Written problem 1 »
Answer these questions about the UTF8Recognizer commit page:
(a) According to the log, what beginning byte sequence gets skipped?
(b) Which revision of UTF8Recognizer.java does this commit produce?
(c) Which class does UTF8Recognizer extend?
Written problem 2 » Resume the UTF8Recognizer commit diff after its final line, which is the comment about checking for a UTF8 BOM.

Reading passage »
You are viewing a plain text version of this content. The canonical link for it is here.
Posted to commits@xerces.apache.org by er...@locus.apache.org on 2000/07/31 22:42:30 UTC
cvs commit: xml-xerces/java/src/org/apache/xerces/readers UTF8Recognizer.java
ericye 00/07/31 13:42:30
Modified: java/src/org/apache/xerces/readers UTF8Recognizer.java
Log:
Add the UTF8 BOM check: skip it if find a beginning sequence of {0xEF, 0xBB, 0xBF}.
Revision Changes Path
1.5 +19 -0 xml-xerces/java/src/org/apache/xerces/readers/UTF8Recognizer.java
Index: UTF8Recognizer.java
===================================================================
RCS file: /home/cvs/xml-xerces/java/src/org/apache/xerces/readers/UTF8Recognizer.java,v
retrieving revision 1.4
retrieving revision 1.5
diff -u -r1.4 -r1.5
--- UTF8Recognizer.java 2000/05/17 18:32:42 1.4
+++ UTF8Recognizer.java 2000/07/31 20:42:30 1.5
@@ -71,6 +71,7 @@
* @version
*/
final class UTF8Recognizer extends XMLDeclRecognizer {
+ private byte[] fUTF8BOM = {(byte)0xEF, (byte)0xBB, (byte)0xBF};
//
//
//
@@ -83,6 +84,24 @@
boolean xmlDecl,
boolean allowJavaEncodingName) throws Exception {
XMLEntityHandler.EntityReader reader = null;
+
+ //check to see if there is a UTF8 BOM, if see one, skip past it.

Provided records »

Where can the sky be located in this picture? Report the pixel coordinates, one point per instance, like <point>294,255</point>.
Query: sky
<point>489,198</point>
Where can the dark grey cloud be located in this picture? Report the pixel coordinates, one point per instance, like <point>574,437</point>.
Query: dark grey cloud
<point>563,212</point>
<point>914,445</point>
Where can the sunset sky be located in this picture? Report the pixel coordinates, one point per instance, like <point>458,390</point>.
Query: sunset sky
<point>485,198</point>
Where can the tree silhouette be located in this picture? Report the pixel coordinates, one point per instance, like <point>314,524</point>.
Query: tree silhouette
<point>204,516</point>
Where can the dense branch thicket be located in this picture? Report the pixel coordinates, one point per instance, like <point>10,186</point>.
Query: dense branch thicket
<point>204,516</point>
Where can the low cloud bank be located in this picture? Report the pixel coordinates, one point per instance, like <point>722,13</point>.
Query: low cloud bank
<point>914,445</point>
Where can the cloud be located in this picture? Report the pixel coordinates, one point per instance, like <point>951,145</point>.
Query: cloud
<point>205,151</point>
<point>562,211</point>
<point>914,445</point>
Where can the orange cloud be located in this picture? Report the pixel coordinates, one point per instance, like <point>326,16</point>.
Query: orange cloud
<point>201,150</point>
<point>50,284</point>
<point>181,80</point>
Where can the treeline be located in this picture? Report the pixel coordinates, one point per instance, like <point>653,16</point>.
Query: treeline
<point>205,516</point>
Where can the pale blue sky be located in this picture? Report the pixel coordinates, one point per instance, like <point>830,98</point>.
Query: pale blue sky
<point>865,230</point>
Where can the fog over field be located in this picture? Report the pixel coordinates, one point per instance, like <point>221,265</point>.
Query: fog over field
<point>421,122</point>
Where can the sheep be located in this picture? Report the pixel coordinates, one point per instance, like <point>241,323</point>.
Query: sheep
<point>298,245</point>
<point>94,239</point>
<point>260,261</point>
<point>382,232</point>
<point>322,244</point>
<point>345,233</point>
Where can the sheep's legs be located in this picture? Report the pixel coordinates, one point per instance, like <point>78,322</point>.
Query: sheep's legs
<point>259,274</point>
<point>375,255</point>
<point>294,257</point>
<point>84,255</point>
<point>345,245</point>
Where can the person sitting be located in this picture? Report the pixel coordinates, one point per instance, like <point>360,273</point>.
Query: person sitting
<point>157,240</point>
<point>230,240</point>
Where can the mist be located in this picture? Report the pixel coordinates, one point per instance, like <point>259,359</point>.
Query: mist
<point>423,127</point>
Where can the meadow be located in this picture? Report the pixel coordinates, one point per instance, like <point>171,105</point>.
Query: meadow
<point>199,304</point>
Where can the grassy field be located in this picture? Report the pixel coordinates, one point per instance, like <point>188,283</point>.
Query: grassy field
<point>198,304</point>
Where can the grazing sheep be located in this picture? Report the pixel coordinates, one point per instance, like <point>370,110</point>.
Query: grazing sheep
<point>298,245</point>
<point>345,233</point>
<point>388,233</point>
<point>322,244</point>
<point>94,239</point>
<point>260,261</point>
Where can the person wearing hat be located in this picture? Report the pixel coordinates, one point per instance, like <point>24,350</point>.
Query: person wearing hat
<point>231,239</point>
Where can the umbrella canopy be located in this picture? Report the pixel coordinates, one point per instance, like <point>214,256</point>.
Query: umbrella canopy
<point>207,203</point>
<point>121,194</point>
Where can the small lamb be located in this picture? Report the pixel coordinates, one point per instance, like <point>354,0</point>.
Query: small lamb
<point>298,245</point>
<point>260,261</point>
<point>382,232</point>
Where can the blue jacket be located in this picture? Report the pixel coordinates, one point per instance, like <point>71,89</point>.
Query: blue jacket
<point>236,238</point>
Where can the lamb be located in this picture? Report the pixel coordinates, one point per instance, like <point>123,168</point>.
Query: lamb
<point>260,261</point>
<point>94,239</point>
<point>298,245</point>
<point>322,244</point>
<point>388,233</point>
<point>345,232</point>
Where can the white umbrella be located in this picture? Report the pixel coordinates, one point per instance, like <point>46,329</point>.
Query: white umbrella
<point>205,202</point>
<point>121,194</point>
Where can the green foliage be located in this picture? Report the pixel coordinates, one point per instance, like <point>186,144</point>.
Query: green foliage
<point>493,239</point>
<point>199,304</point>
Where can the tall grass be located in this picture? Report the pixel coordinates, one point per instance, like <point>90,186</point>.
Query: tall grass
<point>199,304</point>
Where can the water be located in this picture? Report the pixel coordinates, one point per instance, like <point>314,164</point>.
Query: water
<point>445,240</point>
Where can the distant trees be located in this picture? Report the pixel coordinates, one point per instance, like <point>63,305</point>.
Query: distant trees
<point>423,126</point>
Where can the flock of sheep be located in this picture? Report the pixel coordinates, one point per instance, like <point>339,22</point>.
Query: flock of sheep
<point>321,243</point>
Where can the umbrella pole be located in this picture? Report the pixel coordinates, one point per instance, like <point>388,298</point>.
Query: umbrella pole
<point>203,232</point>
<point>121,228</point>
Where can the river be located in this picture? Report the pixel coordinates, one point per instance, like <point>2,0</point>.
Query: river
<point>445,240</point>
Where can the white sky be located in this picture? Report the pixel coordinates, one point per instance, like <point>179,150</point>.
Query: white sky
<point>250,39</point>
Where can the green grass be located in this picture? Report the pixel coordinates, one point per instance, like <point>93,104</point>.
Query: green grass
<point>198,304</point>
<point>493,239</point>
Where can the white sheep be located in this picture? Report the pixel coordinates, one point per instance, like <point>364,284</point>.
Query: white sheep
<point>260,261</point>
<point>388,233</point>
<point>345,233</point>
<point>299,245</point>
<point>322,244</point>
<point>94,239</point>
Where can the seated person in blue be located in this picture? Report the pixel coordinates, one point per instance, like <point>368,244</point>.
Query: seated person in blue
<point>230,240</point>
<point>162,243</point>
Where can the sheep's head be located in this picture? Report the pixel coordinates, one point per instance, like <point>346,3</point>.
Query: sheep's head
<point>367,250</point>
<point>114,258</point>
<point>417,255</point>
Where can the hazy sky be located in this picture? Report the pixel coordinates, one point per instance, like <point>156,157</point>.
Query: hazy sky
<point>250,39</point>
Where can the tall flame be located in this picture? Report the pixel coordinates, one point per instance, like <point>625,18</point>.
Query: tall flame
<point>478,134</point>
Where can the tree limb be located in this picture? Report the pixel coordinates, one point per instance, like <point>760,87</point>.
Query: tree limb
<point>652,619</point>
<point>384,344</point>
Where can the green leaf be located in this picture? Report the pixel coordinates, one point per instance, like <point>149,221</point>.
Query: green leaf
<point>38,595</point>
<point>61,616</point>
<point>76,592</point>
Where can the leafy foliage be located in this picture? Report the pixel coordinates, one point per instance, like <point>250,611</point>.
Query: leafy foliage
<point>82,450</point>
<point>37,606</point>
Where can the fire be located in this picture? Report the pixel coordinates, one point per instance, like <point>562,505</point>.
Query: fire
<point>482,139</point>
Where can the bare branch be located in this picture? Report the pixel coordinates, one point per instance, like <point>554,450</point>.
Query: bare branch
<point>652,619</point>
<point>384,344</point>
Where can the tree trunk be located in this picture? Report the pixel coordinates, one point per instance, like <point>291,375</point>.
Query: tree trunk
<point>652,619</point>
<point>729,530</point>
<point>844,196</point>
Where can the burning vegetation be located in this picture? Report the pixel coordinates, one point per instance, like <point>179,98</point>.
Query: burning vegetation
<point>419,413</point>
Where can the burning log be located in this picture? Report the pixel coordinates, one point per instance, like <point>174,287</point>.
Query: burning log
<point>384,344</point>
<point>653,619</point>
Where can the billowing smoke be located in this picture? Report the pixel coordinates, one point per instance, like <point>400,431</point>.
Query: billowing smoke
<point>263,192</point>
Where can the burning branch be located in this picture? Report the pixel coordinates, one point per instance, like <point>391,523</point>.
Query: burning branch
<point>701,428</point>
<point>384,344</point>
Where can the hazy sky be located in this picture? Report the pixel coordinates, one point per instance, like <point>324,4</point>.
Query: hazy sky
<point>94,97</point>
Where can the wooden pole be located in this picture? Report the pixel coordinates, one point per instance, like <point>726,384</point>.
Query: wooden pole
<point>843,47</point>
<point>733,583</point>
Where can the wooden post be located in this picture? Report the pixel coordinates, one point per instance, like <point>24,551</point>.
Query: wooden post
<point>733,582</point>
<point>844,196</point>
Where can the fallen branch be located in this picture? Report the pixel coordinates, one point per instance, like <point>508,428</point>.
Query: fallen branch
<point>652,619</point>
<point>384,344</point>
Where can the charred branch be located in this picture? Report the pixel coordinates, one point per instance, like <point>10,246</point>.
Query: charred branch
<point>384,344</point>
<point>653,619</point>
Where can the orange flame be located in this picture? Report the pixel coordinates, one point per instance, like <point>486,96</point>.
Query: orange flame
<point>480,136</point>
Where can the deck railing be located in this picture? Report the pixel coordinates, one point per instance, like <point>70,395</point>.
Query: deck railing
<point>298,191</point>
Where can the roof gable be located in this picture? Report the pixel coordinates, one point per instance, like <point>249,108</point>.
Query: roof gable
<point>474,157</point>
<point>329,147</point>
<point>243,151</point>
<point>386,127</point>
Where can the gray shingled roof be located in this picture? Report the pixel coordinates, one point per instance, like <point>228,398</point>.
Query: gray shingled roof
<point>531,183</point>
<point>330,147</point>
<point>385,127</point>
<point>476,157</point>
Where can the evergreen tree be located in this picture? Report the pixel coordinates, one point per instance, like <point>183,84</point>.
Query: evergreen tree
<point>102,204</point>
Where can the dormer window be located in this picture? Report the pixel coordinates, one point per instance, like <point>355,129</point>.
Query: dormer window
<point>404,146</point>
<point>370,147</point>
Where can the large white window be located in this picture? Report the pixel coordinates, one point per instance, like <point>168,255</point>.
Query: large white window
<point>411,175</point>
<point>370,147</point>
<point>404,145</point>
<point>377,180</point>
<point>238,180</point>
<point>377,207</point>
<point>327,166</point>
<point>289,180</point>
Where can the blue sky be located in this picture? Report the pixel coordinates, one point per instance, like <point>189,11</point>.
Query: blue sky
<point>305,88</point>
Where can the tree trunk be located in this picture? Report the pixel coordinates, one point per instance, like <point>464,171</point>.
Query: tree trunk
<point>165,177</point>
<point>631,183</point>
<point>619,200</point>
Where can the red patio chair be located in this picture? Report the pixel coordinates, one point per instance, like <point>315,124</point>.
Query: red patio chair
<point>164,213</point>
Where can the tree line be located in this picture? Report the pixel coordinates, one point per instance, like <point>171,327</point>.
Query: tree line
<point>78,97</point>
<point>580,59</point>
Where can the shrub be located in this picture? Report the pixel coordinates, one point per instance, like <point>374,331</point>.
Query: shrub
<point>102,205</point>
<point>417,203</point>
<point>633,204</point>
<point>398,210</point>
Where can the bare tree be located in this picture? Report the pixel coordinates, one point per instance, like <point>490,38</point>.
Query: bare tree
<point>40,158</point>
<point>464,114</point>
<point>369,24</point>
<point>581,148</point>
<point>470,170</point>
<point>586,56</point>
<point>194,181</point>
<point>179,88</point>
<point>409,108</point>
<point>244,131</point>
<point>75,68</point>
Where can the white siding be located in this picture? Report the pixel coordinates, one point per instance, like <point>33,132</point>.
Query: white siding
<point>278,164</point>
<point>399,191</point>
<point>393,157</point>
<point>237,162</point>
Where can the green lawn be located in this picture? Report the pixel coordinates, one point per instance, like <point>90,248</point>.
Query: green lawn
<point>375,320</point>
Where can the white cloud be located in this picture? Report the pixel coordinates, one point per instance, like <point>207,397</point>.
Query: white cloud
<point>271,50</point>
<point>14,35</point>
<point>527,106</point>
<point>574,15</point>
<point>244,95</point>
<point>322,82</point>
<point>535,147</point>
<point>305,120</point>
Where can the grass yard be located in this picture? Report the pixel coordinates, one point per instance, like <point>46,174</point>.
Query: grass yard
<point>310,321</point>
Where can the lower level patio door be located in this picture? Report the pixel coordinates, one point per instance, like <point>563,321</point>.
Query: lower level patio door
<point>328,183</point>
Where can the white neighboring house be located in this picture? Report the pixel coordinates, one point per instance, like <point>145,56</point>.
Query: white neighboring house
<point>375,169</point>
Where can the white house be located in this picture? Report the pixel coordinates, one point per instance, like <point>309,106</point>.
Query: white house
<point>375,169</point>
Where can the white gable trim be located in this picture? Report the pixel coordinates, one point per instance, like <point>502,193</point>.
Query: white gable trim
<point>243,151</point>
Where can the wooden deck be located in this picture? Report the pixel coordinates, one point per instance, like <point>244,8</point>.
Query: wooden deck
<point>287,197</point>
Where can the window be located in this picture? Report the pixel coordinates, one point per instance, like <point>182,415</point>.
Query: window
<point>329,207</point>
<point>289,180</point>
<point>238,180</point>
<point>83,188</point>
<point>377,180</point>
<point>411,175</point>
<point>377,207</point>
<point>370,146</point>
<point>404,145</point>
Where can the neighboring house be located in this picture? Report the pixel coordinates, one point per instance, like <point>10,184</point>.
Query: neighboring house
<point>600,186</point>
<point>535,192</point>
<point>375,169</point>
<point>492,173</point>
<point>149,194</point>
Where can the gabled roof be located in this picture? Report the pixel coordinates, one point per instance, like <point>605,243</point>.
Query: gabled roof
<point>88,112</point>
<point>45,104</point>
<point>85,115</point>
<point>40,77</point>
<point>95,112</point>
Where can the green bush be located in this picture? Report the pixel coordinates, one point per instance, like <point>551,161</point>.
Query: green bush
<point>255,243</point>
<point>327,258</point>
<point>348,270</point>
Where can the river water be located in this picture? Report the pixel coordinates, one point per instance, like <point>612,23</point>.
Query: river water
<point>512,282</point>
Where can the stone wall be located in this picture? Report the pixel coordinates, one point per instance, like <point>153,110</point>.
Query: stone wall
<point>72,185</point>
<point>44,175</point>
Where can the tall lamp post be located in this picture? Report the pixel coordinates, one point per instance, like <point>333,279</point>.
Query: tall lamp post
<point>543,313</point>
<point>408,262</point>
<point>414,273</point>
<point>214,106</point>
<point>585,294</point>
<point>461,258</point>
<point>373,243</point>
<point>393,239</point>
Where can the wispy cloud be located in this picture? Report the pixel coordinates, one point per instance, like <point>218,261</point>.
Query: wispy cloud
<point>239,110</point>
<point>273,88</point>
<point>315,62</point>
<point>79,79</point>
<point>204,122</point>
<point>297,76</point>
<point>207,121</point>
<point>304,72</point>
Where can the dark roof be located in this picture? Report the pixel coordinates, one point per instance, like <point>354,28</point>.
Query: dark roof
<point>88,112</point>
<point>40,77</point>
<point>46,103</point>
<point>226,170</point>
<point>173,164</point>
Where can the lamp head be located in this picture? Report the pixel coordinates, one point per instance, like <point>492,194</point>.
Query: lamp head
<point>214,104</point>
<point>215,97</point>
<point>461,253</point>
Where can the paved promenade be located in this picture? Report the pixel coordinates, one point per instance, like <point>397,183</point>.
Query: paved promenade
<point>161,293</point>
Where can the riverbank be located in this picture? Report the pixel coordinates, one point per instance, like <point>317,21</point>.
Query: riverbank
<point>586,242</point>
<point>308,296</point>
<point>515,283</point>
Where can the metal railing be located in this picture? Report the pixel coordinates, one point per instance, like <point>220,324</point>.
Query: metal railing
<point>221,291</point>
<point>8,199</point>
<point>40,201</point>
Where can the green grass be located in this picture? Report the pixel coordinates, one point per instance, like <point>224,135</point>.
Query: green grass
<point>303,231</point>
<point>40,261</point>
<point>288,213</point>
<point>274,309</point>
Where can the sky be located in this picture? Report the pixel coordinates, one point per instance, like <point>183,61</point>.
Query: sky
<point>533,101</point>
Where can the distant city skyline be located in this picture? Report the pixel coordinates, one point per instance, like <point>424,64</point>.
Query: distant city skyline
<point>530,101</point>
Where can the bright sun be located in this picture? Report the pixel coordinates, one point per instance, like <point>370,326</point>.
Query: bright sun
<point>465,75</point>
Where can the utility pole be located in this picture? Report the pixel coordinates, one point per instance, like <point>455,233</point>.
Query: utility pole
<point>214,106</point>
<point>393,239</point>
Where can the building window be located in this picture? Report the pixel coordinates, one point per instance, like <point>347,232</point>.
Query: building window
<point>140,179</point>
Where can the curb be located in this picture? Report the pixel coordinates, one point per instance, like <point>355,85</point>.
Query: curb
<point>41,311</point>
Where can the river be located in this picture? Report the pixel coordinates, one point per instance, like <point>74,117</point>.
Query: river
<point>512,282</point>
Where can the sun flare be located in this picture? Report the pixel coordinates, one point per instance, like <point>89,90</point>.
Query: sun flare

Expected output 1 »
(a) {0xEF, 0xBB, 0xBF}
(b) 1.5
(c) XMLDeclRecognizer

Expected output 2 »
+ boolean seeBOM = false;
+ byte bom0 = data.byteAt(0);
+ if (bom0 == fUTF8BOM[0]) {
+ byte bom1 = data.byteAt(1);
+ if (bom1 == fUTF8BOM[1]) {
+ byte bom2 = data.byteAt(2);
+ if (bom2 == fUTF8BOM[2]) {
+ seeBOM = true;
+ }
+ }
+ }
+ if (seeBOM) {
+ // it will have the same content anyway.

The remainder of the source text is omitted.